Listed entries
— Start —

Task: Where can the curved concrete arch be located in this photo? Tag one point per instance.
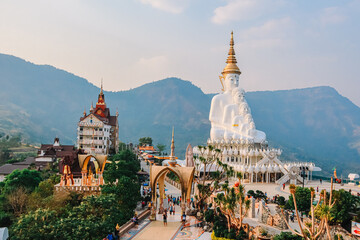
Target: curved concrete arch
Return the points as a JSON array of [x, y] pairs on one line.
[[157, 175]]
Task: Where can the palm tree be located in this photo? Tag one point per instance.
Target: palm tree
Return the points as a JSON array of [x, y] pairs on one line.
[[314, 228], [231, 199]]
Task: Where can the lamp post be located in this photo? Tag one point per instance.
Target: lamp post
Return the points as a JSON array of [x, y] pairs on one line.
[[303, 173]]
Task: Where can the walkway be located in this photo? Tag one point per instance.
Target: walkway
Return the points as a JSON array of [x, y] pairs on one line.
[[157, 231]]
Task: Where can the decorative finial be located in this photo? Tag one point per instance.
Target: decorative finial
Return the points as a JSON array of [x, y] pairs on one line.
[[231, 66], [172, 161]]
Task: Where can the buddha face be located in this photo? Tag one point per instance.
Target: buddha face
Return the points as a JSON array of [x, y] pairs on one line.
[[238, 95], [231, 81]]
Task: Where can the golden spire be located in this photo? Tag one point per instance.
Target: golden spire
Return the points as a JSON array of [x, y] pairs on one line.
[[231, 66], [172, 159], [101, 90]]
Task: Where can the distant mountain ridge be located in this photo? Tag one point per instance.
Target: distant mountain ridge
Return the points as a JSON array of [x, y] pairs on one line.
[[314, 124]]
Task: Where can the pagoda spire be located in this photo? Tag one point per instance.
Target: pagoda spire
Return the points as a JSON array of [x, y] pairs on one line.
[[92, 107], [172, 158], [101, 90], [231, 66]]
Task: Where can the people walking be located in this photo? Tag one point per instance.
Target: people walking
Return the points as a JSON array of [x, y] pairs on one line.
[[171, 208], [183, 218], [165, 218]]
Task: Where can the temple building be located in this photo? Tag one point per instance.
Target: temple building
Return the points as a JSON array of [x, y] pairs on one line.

— End —
— Start —

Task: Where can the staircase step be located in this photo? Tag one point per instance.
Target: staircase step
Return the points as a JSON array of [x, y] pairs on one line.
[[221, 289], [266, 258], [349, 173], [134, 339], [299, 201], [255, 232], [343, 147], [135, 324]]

— End —

Task to complete
Shift every point coordinate in the answers by adding 132 to each number, and give back all lines between the line holding "Task: Where can the curved" and the line holding "[[231, 66], [172, 161]]", inclusive, requests included. Leave the pictures out of your answer.

Answer for the task
Task: Where can the curved concrete arch be located in this photo? Tag one point per instance.
Target: curved concrete arch
Return the points as a JSON array of [x, y] pairs on one line.
[[289, 307]]
Task: Where can the palm tree be located in this photo? Tag one point per instance.
Target: palm tree
Return the points as a JSON array of [x, y] pairs on one line.
[[446, 360], [363, 331]]
Task: Where can the lamp post be located in this photo? Tag one point per instance.
Target: lamp post
Return the points as a JSON array of [x, y] pairs on one line.
[[435, 305]]
Task: Where can the walkway be located in this photo? Tag one point per instance.
Target: walkway
Return the points as a JSON array of [x, y] pairs on one line.
[[289, 363]]
Task: Where can the decorative finial be located in this photo? Tag one point per instance.
Target: decorative finial
Return the points as a JSON array of [x, y] pairs on one line.
[[363, 198], [304, 293]]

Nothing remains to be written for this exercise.